** Start The data **

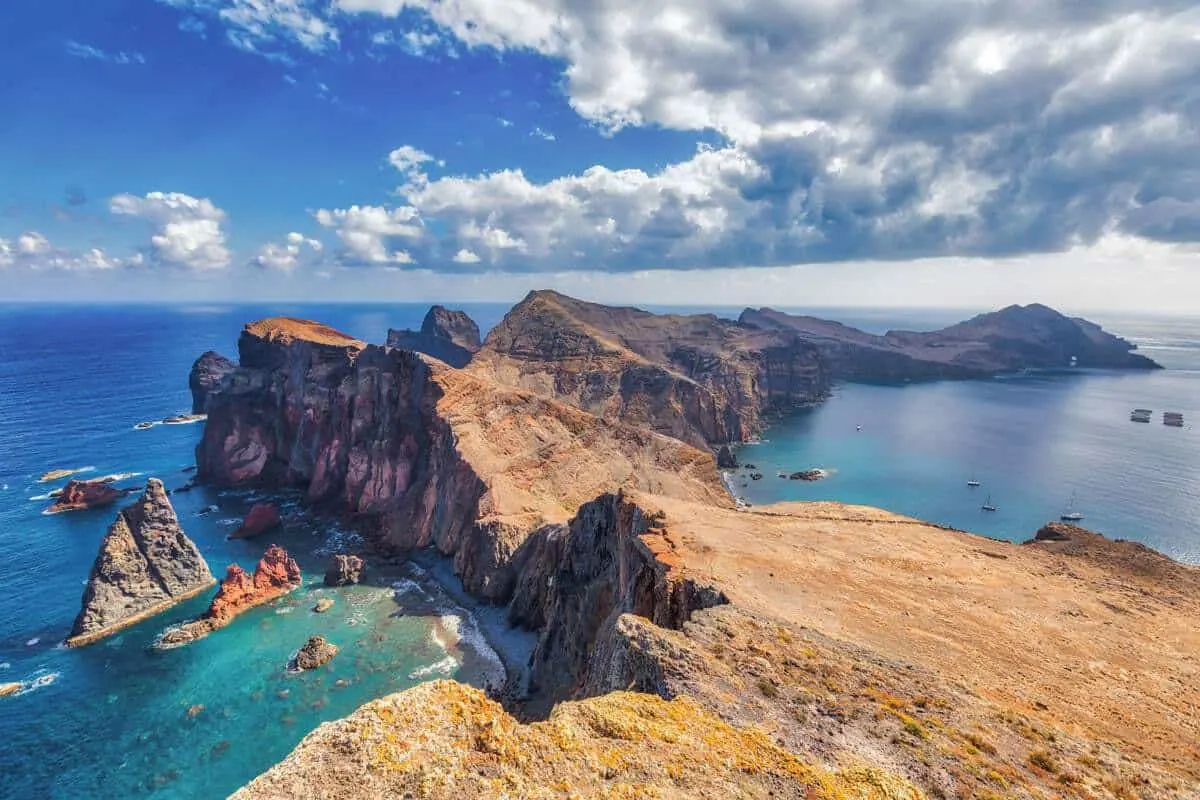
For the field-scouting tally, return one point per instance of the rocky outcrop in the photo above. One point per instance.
(261, 518)
(275, 575)
(1017, 337)
(447, 335)
(623, 745)
(81, 495)
(429, 455)
(725, 458)
(205, 378)
(145, 565)
(315, 653)
(697, 378)
(345, 570)
(615, 558)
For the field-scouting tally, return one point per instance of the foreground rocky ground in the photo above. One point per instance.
(821, 639)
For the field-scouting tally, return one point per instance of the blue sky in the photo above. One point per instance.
(925, 152)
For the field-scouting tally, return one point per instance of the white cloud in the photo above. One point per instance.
(367, 232)
(187, 229)
(407, 160)
(287, 256)
(33, 244)
(88, 52)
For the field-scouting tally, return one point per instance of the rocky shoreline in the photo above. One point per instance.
(567, 476)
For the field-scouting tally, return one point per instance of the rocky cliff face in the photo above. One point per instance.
(447, 335)
(700, 379)
(275, 575)
(615, 558)
(1018, 337)
(145, 565)
(205, 378)
(431, 455)
(81, 495)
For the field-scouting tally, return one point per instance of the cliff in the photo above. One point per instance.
(145, 565)
(205, 378)
(696, 378)
(967, 667)
(81, 495)
(275, 575)
(447, 335)
(1017, 337)
(432, 455)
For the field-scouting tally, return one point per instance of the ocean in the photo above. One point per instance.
(119, 720)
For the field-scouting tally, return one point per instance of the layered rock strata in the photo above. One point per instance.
(345, 570)
(447, 335)
(207, 374)
(145, 565)
(275, 575)
(81, 495)
(697, 378)
(1013, 338)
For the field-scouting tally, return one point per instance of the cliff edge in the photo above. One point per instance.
(1009, 340)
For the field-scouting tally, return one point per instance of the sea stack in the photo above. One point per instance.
(145, 565)
(275, 576)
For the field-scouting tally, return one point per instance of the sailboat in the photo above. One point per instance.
(1071, 515)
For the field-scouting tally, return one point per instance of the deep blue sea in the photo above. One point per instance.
(113, 720)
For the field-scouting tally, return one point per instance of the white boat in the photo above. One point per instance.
(1071, 513)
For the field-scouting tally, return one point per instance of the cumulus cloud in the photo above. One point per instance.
(187, 229)
(287, 256)
(35, 252)
(369, 233)
(849, 130)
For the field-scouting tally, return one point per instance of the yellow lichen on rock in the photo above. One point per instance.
(448, 740)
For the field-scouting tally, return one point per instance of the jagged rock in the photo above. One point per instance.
(345, 570)
(435, 456)
(315, 653)
(447, 335)
(725, 458)
(81, 495)
(262, 518)
(275, 575)
(697, 378)
(1017, 337)
(205, 378)
(145, 565)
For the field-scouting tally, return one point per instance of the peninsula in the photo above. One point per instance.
(569, 475)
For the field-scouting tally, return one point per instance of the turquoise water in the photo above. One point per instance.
(1031, 440)
(112, 720)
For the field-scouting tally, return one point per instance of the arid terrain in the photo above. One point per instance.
(852, 651)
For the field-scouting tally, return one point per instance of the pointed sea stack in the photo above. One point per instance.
(145, 565)
(275, 576)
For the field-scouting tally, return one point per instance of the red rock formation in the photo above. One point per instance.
(78, 495)
(262, 518)
(275, 575)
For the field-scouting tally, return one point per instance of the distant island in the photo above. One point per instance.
(688, 647)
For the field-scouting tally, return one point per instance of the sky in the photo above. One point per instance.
(799, 152)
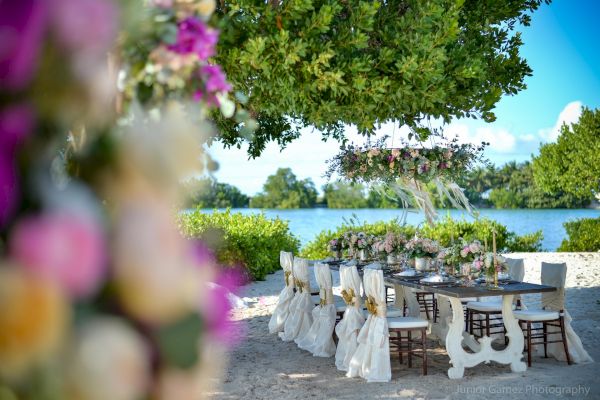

** End The data **

Identify every line of the records above that contains the word "rocky", and copy each of those lines.

Solution to this task ::
For the field-scouting tally, return one point per instance of the rocky outcrop in the photo above. One point per instance.
For the field-scouting tally, return one point per instance of the foreground rocky ground in the photo above. One point per instance.
For the field-scouting tally, return one point per instance of the rocky shoreline in the photo above. One point per instance.
For the field-scouting tally, return one point per instance of the rocky cliff face in the photo above. One point per instance.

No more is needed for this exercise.